● DOCUMENT SEGMENT:
Begin

Given $$\phi = x^{2} +y^{2}-z^{2}-1 $$

Calculate the unit normal to level surface φ = 0 at the point r = (0,1,0)

Homework Equations


  1. $$ \hat{\mathbf n} = \frac{∇\phi}{|\phi|}$$
  2. $$ z = \sqrt{x^{2}+y^{2} -1} $$
  3. $$ \mathbf n = (1,0,(\frac{\partial z}{\partial x})_{P}) \times (0,1,(\frac{\partial z}{\partial y})_{P}) $$

The Attempt at a Solution



Using equation (1) above I obtained:
$$\hat{\mathbf n} = \frac{1}{\sqrt{x^{2} + y^{2} +z^{2}}} (x\hat{\mathbf i}, y\hat{\mathbf j}, -z\hat{\mathbf k})$$

Evaluating this at (0,1,0) resulted in $$\hat{\mathbf n} = \hat{\mathbf j}$$

As far I can tell this is correct? I ran into a problem when I tried using equations (2) and (3) to check my answer;
I worked out the partial derivatives as follows:

$$\frac{\partial z}{\partial x} = \frac{x}{\sqrt{x^{2}+y^{2}-1}} $$
$$\frac{\partial z}{\partial y} = \frac{y}{\sqrt{x^{2}+y^{2}-1}} $$

Evaluating these partial derivatives at (0,1,0) gave:

$$(\frac{\partial z}{\partial x})_{P} = 0 $$

$$(\frac{\partial z}{\partial y})_{P} = \frac{1}{\sqrt{1^{2}-1}} = \frac{1}{0} $$

My problem is that I am getting an indeterminate value for the partial derivative w.r.t y evaluated at (0,1,0). I'm struggling to see where I have gone wrong, if anyone could help point out my mistake it would be greatly appreciated :)

End

● ITEMS:
Begin

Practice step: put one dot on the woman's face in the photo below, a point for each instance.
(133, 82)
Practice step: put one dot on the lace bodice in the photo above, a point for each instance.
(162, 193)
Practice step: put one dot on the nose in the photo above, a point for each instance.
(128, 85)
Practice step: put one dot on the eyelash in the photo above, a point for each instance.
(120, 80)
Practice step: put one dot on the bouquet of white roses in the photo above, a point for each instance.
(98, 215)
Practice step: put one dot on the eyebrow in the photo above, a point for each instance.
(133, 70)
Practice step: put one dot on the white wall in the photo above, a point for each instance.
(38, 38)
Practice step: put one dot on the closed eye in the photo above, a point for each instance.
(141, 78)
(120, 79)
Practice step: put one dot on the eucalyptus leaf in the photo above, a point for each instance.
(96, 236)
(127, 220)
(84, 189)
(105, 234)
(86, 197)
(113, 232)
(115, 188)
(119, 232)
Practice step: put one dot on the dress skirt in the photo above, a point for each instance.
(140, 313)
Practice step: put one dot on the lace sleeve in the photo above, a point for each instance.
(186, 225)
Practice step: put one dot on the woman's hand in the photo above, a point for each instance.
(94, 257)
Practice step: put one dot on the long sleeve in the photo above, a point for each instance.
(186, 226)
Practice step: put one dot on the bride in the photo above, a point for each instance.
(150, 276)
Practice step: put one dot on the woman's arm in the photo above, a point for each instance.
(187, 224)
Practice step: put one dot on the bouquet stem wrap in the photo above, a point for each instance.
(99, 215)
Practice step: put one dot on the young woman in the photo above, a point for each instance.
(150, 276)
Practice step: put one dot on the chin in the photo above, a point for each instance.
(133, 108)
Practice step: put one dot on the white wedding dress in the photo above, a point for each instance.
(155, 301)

End

● TASK STATEMENT: In the unit normal post, why does the check using equations (2) and (3) run into a problem? Answer in one to three sentences. The records have nothing to do with the unit normal post.

● CORRECT ANSWER: When the partial derivative of z with respect to y is evaluated at (0,1,0), it comes out as 1/√(1² − 1) = 1/0. This gives an indeterminate value, so the check can't be finished.